## Text provided
----------------
The number of universities at fiscal risk is far smaller than recent reports suggest, Phil Baty reveals
Six higher education institutions are currently "at risk" of financial failure, The Times Higher can exclusively reveal.
Funding chiefs confirmed the current position on the financial health of the sector without naming the institutions amid a furore this week over the release of the names of institutions deemed to have been at risk in the past.
Historical financial monitoring records, covering 1998 to 2003, made public under the Freedom of Information Act, revealed that at least 17 higher education institutions had been in the "category 1" risk band - indicating an "immediate risk" to the institutions' future.
A series of board papers, released on the advice of the Government's Information Commissioner, show in detail how 46 named universities and higher education colleges were deemed to have been at risk, at varying levels of severity, at one time or another in the five years.
Among 17 in the highest "category 1" risk band were the universities of Lancaster, East London, Westminster, Greenwich, Derby and South Bank. Luton University, now Bedfordshire University, was in the highest-risk category in four of the five years.
After some newspapers reported that the information suggested continuing financial risks to named institutions, Hefce has stressed that the material released under the Fo... is at least three years old - some of it almost a decade old - and that all named universities are now on a sound financial footing.
The names of three institutions have been removed from the historical documents on the basis that their disclosure might increase the risks they still face.
----------------
## Source material
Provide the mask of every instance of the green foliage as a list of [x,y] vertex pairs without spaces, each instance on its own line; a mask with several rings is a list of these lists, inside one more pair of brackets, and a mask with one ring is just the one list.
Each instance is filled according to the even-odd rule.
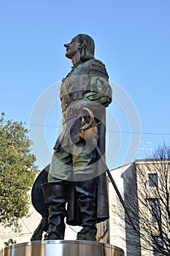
----------------
## Instructions to follow
Reproduce, word for word, everything from "A series of" down to "of the five years." in the report on universities at financial risk.

## Solution for this problem
A series of board papers, released on the advice of the Government's Information Commissioner, show in detail how 46 named universities and higher education colleges were deemed to have been at risk, at varying levels of severity, at one time or another in the five years.
Among 17 in the highest "category 1" risk band were the universities of Lancaster, East London, Westminster, Greenwich, Derby and South Bank. Luton University, now Bedfordshire University, was in the highest-risk category in four of the five years.